What the task asks: In the passage on lysimeter soil temperature, what was the soil moisture content during the summer months?
Reading passage Block Start
Soil temperature in lysimeters was beneath 10 °C nearly half of the experiment duration (Fig. 7). This represents well the conditions in Finland, where the mean annual temperature beneath the subsurface soil remains below 10 °C (Yli-Halla and Mokma 1998). In low temperatures, biodegradation is slow due to low microbial activity and high oil viscosity and insolubility, which decrease oil bioavailability (Margesin 2000). However, it does not cease totally even on winter time, as observed also in this study. Decreased contaminant amounts both in soil and in water after winter proved that bioremediation process continued also during the cold period (Figs. 2 and 3). Another factor delaying degradation in our study was probably soil dryness in summer months (soil moisture content 3–5 % of fresh mass), but this also corresponds with the real life as the soil type and infiltration rate were the same as in the Iisalmi case. In fact, the C10–C40 hydrocarbon removal via biostimulation in Iisalmi was at a similar level as in our experiment when equal treatment duration at the same season was compared (Final report 13.4.2016, Eteläntie, Iisalmi, after-treatment operations in tank truck accident, Ramboll Finland Ltd., not in public use). Using a real accident case as a model for the implementation of this experiment demonstrated how an experimental study can give useful information about processes taking place in the field. Our pilot-scale experiment simulated the natural conditions and expressed realistic remediation rate and also revealed the challenges of different treatments and factors that can influence the remediation process.
Reading passage Block End
The data Block Start
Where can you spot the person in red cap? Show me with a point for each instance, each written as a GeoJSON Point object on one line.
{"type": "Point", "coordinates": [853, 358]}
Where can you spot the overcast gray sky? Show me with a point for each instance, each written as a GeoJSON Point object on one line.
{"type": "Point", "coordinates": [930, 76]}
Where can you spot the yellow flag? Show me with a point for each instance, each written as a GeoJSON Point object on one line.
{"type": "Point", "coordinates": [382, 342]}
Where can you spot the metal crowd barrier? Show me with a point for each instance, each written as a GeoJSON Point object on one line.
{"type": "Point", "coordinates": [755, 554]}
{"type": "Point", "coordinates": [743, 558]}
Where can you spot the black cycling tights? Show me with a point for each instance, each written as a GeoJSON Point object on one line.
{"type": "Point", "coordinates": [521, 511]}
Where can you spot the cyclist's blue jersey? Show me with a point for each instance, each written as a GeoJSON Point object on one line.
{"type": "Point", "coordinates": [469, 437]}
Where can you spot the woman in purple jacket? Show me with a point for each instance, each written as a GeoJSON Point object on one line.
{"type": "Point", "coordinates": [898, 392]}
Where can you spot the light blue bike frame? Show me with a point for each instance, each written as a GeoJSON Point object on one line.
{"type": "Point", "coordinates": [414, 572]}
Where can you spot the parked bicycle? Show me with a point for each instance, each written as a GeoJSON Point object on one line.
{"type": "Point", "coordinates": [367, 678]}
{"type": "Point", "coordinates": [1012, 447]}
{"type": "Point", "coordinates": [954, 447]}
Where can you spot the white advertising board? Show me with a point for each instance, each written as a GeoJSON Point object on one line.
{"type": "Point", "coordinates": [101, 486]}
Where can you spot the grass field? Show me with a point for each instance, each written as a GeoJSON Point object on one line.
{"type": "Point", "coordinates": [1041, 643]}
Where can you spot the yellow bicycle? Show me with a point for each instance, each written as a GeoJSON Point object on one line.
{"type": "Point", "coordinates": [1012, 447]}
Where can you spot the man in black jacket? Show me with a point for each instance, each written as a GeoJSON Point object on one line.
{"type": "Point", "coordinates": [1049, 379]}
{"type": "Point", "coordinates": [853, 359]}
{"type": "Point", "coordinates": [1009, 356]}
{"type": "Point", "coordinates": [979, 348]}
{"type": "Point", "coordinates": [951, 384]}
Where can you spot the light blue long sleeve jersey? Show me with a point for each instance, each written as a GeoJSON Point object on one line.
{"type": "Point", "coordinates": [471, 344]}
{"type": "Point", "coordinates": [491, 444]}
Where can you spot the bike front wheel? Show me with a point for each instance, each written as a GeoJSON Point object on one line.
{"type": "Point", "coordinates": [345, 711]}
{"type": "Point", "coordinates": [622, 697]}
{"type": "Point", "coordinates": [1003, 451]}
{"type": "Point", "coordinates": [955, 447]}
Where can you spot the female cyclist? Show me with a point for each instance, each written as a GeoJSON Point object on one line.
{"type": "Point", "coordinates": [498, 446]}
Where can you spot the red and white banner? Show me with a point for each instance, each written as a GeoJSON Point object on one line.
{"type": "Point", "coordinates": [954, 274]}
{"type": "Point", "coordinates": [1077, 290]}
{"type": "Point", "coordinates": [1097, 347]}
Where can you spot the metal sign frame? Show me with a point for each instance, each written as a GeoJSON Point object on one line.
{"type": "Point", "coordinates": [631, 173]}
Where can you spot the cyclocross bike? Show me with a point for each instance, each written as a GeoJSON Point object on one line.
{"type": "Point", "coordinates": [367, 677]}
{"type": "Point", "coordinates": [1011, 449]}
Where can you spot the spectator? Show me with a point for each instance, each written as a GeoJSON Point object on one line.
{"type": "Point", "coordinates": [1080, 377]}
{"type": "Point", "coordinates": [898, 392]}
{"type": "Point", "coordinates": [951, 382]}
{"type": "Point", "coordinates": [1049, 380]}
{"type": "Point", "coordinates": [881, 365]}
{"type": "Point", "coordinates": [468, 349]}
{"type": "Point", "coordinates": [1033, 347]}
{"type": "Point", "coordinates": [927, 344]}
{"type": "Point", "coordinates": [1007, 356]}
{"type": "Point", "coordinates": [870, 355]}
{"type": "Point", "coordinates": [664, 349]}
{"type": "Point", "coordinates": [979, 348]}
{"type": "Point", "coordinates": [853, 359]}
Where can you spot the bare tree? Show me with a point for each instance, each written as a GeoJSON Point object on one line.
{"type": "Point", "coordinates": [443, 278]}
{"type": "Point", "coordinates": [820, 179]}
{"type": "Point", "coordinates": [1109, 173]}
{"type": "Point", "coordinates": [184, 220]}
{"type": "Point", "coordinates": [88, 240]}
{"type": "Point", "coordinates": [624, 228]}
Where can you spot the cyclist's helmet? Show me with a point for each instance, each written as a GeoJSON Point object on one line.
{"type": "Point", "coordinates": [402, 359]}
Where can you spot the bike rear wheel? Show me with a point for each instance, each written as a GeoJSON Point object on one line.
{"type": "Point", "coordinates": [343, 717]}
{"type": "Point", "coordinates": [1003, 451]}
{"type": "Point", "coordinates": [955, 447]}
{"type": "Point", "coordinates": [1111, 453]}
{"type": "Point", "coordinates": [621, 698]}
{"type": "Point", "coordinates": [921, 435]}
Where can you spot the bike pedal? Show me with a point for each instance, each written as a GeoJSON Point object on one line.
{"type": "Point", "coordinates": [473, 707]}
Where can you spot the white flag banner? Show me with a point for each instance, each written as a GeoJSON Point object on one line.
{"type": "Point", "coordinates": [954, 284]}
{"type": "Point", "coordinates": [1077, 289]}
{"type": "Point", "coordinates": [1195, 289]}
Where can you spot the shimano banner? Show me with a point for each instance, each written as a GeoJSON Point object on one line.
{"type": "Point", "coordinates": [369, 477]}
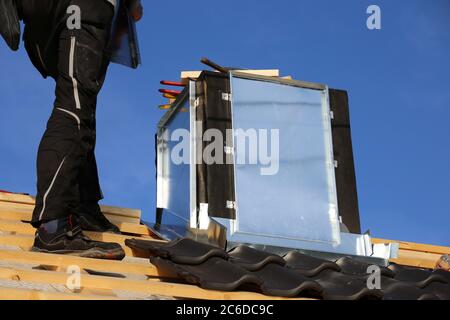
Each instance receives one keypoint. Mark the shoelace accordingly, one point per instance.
(77, 232)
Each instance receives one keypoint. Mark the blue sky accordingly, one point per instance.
(398, 80)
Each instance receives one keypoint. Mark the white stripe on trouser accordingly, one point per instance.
(71, 67)
(50, 188)
(77, 119)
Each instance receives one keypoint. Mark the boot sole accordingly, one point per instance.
(93, 253)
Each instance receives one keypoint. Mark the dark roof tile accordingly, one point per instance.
(354, 267)
(308, 265)
(294, 275)
(184, 251)
(280, 281)
(214, 274)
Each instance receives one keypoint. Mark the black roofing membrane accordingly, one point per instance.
(295, 275)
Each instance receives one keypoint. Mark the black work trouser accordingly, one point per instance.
(66, 166)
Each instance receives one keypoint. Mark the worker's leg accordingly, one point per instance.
(69, 141)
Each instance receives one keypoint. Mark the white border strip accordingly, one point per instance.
(50, 188)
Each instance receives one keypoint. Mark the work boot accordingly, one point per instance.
(9, 23)
(91, 218)
(65, 236)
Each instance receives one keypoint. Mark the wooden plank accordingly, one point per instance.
(417, 259)
(147, 287)
(25, 228)
(267, 73)
(143, 267)
(416, 246)
(26, 294)
(25, 242)
(24, 200)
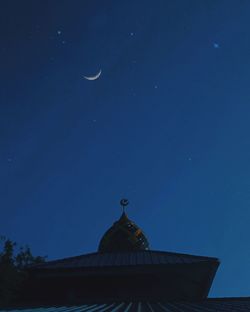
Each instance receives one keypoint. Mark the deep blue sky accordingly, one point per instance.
(166, 125)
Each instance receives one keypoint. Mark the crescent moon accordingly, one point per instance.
(93, 77)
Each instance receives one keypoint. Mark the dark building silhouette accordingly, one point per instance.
(125, 275)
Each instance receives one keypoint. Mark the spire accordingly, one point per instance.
(124, 235)
(124, 202)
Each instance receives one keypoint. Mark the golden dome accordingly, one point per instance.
(124, 235)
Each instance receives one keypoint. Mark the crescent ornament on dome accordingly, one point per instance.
(124, 202)
(91, 78)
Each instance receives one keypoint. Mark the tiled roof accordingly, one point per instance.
(133, 258)
(209, 305)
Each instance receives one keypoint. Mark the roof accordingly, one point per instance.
(220, 304)
(118, 259)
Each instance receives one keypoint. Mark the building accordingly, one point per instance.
(125, 275)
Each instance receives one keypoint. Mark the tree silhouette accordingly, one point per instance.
(12, 269)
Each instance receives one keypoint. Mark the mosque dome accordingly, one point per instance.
(124, 235)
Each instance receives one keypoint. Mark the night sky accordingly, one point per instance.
(166, 125)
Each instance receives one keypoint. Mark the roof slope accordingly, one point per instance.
(130, 258)
(209, 305)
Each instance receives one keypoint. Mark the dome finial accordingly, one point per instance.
(124, 202)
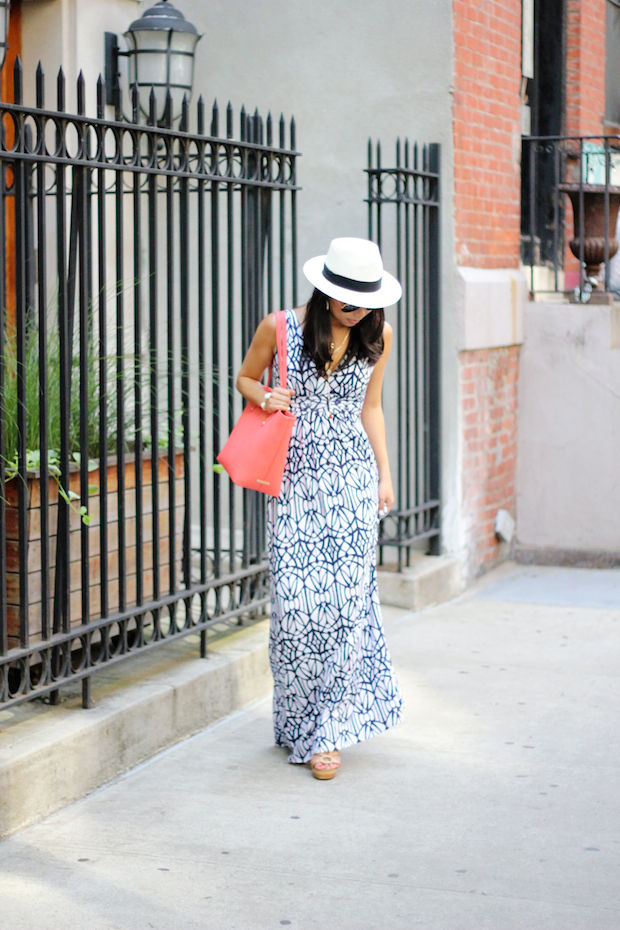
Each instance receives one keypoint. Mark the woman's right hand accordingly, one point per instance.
(278, 399)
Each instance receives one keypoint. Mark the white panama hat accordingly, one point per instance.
(352, 271)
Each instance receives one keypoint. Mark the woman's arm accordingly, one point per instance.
(374, 423)
(257, 360)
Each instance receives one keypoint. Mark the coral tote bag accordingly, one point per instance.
(255, 453)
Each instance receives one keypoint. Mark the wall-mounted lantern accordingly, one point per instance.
(5, 12)
(161, 47)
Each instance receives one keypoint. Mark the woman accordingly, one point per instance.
(334, 682)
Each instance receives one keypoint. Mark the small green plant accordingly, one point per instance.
(33, 388)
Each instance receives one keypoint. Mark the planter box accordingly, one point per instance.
(34, 542)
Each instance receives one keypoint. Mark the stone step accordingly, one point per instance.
(52, 756)
(432, 579)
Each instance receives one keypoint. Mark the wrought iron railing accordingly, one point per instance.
(137, 261)
(570, 194)
(403, 218)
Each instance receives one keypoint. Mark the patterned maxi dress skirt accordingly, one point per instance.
(334, 681)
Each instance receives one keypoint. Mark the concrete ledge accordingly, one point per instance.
(575, 558)
(431, 580)
(55, 755)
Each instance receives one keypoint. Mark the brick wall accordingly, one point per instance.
(489, 412)
(487, 76)
(585, 67)
(487, 149)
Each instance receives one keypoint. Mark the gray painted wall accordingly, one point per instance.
(568, 481)
(346, 70)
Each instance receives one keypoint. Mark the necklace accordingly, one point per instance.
(329, 368)
(335, 351)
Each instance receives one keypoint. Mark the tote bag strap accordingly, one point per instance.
(280, 348)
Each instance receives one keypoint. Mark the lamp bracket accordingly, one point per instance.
(111, 72)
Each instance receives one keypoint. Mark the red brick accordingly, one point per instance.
(489, 462)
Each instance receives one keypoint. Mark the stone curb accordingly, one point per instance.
(430, 580)
(46, 764)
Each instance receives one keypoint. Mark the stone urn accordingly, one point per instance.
(593, 223)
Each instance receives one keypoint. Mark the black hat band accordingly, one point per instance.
(363, 287)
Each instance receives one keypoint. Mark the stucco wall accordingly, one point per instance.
(568, 477)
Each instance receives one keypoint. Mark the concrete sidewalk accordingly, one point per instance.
(495, 805)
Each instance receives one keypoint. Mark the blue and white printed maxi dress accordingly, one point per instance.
(334, 681)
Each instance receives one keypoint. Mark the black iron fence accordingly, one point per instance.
(403, 218)
(570, 195)
(137, 261)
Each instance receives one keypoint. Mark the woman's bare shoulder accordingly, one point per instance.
(300, 313)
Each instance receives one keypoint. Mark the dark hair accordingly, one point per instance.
(365, 341)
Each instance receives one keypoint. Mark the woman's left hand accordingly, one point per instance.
(386, 496)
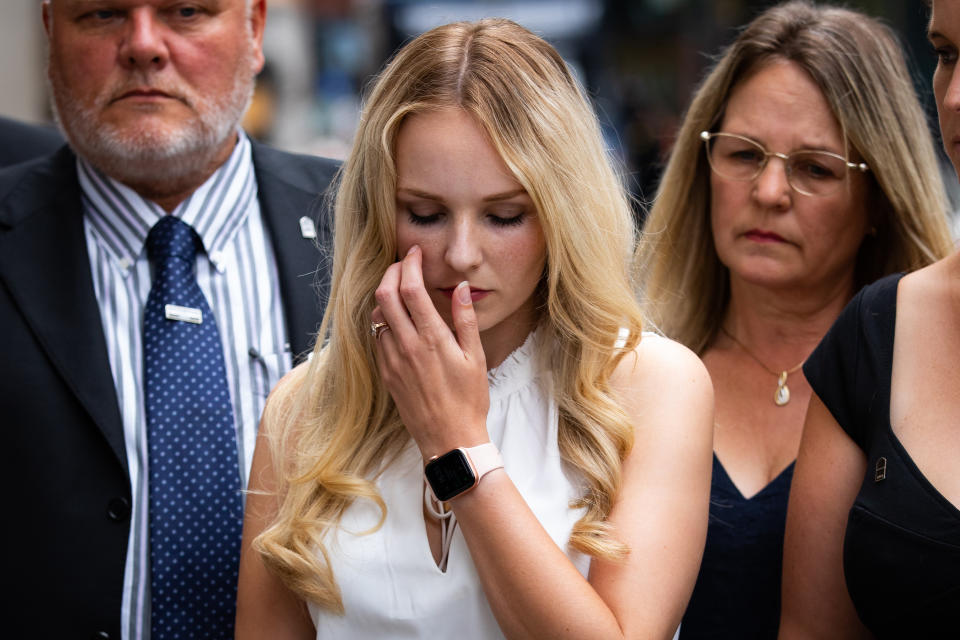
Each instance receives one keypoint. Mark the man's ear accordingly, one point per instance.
(257, 17)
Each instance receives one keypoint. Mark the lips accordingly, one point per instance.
(475, 293)
(147, 94)
(761, 235)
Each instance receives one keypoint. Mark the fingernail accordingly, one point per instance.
(463, 293)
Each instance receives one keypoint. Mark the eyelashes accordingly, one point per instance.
(425, 220)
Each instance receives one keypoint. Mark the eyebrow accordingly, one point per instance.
(812, 147)
(496, 197)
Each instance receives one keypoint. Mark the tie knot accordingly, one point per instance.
(172, 237)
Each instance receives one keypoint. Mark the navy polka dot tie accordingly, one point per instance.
(196, 511)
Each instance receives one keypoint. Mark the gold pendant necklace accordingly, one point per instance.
(782, 395)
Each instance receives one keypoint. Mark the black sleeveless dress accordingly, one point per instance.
(737, 594)
(901, 553)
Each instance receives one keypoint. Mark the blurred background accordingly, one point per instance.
(638, 59)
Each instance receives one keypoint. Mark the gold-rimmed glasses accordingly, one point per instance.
(810, 172)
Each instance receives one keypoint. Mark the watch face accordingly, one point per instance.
(450, 475)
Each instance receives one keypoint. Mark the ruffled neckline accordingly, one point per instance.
(516, 371)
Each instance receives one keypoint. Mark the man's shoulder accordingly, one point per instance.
(309, 173)
(28, 186)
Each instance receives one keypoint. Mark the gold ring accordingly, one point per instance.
(376, 328)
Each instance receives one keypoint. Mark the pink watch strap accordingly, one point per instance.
(484, 458)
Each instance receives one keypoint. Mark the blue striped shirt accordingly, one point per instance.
(238, 275)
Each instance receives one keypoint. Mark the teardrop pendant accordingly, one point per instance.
(782, 396)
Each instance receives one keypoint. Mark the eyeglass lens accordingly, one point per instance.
(814, 173)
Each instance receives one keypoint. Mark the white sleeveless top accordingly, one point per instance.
(390, 584)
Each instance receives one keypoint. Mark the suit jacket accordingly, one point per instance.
The data Block End
Answer box: 3–5 % of fresh mass